◆ BRIEF ◆
Copy every one of the rows below line for line, changing nothing.

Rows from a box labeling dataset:
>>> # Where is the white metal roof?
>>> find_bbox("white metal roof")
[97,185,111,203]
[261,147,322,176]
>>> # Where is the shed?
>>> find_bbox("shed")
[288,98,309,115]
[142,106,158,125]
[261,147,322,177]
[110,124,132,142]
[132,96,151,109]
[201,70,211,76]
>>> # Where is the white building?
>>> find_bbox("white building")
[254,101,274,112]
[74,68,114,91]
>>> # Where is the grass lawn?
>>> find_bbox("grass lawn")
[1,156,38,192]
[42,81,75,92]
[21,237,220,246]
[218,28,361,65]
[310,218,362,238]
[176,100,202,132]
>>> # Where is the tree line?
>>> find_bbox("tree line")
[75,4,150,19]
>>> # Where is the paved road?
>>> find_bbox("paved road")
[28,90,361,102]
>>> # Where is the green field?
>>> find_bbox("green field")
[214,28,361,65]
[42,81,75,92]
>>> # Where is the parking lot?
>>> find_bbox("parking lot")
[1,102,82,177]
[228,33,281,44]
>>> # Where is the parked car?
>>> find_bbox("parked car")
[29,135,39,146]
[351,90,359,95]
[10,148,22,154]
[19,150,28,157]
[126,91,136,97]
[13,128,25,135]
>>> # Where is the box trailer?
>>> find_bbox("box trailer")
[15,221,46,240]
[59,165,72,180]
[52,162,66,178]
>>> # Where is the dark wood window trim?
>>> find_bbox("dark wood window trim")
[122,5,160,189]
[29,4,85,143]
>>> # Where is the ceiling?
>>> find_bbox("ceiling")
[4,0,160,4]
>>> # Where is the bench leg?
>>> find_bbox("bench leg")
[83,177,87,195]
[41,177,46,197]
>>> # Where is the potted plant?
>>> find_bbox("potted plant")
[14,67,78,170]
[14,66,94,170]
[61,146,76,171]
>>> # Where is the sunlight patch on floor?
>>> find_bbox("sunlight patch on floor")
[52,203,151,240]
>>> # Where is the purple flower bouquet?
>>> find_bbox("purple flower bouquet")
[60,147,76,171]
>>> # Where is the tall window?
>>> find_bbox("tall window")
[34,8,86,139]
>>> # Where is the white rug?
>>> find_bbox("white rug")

◆ WRITTEN REPLY ◆
>>> # Where is the white metal roof?
>>> find_bbox("white metal roof")
[97,185,111,203]
[261,147,322,176]
>>> # Where is the shed?
>>> find_bbox("shed")
[288,98,309,115]
[142,106,158,125]
[261,147,322,177]
[110,124,132,142]
[132,96,151,109]
[201,70,211,76]
>>> # Where is the white building?
>>> find_bbox("white building")
[254,101,274,112]
[74,68,114,91]
>>> # Where is the grass lawn?
>>> find_bbox("grass lawn")
[1,156,38,192]
[42,81,75,92]
[21,237,220,246]
[218,28,361,65]
[310,218,362,238]
[176,100,202,132]
>>> # Where is the tree line?
>>> find_bbox("tree line")
[75,4,150,19]
>>> # Where is the paved road?
>>> find_bbox("paved road")
[28,90,361,102]
>>> # Where is the green field?
>>> find_bbox("green field")
[214,28,361,65]
[42,81,75,92]
>>> # Where is the parking lot?
>>> find_bbox("parking lot")
[1,102,82,177]
[228,33,281,44]
>>> # Where is the parked car?
>>> find_bbox("parked car")
[29,135,39,146]
[351,90,359,95]
[10,148,22,154]
[19,150,28,157]
[126,91,136,97]
[13,128,25,135]
>>> # Where is the box trailer?
>>> find_bbox("box trailer")
[15,221,46,240]
[59,165,72,180]
[52,162,66,178]
>>> # Where is the dark wood window trim?
>>> find_bbox("dark wood window trim")
[122,5,160,189]
[29,4,85,143]
>>> # Where is the ceiling?
>>> find_bbox("ceiling")
[4,0,160,4]
>>> # Where is the bench leg?
>>> find_bbox("bench leg")
[83,177,87,195]
[41,177,46,197]
>>> # Where is the potted plant?
>>> find_bbox("potted plant")
[14,67,78,170]
[14,66,94,170]
[61,146,76,171]
>>> # Where is the sunlight patch on floor?
>>> find_bbox("sunlight patch on floor")
[52,203,151,240]
>>> # Where is the purple flower bouquet?
>>> find_bbox("purple flower bouquet")
[60,147,76,171]
>>> # Where is the tall window?
>>> find_bbox("tall window")
[34,8,86,139]
>>> # Where is the white rug?
>>> find_bbox("white rug")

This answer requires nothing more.